━━━ Provided material ━━━

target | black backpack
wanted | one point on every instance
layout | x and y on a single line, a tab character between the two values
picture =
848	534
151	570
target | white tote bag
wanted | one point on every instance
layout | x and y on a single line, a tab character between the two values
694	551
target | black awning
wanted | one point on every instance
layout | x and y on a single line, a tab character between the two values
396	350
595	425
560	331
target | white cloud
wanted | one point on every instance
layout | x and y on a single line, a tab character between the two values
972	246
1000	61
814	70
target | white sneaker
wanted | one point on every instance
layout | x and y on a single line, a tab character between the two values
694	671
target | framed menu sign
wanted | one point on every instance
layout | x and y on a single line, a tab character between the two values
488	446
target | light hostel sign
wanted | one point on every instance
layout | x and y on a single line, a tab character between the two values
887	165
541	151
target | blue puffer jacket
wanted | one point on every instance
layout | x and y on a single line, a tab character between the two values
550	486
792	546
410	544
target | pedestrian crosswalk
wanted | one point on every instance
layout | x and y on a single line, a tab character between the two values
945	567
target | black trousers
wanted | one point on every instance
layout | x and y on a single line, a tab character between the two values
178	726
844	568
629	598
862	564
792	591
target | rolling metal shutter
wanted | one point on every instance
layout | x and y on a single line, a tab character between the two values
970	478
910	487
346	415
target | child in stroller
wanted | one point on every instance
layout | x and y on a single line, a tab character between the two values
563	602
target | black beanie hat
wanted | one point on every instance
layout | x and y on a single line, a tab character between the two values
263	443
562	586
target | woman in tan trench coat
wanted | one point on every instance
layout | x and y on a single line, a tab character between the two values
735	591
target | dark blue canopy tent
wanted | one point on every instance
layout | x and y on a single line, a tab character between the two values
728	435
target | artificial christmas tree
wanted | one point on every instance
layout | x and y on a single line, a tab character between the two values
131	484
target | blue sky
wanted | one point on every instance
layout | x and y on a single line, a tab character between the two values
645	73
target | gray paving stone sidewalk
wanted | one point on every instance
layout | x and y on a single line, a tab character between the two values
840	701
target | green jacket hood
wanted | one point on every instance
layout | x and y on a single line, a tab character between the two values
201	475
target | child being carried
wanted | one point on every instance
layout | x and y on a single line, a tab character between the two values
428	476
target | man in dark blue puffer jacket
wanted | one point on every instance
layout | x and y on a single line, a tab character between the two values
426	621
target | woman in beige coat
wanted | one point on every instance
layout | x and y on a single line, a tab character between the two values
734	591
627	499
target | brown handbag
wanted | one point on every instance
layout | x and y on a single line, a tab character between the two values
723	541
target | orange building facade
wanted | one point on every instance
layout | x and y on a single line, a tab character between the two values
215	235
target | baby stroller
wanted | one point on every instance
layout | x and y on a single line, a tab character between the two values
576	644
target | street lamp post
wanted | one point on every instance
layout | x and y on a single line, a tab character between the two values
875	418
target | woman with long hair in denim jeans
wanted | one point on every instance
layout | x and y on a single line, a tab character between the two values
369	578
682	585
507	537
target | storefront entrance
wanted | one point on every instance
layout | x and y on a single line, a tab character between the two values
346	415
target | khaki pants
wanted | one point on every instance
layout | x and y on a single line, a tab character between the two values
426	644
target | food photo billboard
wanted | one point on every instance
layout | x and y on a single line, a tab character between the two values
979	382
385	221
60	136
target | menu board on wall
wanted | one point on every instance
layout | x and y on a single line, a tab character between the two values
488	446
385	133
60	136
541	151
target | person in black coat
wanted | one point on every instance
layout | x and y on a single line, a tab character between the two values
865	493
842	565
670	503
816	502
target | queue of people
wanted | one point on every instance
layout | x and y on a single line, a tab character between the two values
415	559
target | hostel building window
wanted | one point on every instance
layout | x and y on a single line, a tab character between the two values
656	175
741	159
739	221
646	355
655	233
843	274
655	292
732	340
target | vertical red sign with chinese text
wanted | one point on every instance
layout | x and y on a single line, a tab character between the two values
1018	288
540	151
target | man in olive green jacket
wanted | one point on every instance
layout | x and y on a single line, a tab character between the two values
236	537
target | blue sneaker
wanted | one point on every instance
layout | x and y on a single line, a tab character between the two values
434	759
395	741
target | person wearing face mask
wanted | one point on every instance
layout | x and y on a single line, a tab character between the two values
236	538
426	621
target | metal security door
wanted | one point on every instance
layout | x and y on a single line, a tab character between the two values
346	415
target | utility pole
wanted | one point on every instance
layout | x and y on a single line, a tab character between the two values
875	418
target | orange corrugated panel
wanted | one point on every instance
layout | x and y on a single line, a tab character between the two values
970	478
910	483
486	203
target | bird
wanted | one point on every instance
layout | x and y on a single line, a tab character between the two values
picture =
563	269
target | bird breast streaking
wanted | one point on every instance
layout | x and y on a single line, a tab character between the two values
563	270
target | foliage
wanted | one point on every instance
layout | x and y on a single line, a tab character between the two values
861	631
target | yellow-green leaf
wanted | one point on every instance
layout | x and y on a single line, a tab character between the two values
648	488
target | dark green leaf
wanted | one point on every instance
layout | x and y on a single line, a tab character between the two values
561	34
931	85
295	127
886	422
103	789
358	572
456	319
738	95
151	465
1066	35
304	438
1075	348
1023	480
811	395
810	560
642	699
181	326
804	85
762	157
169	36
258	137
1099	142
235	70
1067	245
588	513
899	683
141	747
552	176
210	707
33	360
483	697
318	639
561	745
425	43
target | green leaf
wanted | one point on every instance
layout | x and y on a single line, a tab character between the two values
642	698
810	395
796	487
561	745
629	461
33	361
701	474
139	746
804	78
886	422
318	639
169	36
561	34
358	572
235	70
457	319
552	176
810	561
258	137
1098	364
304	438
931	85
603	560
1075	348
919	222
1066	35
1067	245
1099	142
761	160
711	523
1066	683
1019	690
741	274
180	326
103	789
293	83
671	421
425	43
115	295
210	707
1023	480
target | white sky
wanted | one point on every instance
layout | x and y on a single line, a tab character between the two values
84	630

━━━

> **Task goal**: Please print the lines from the start of the records up to and including the line with "target | black awning", copying each one exactly and leaving out the rest.

> **Your solution**:
target | black backpack
wanted | one point on every instance
layout | x and y on a single line, a tab character between the two values
picture =
848	534
151	570
target | white tote bag
wanted | one point on every instance
layout | x and y on a single line, a tab character between the two values
694	551
target | black awning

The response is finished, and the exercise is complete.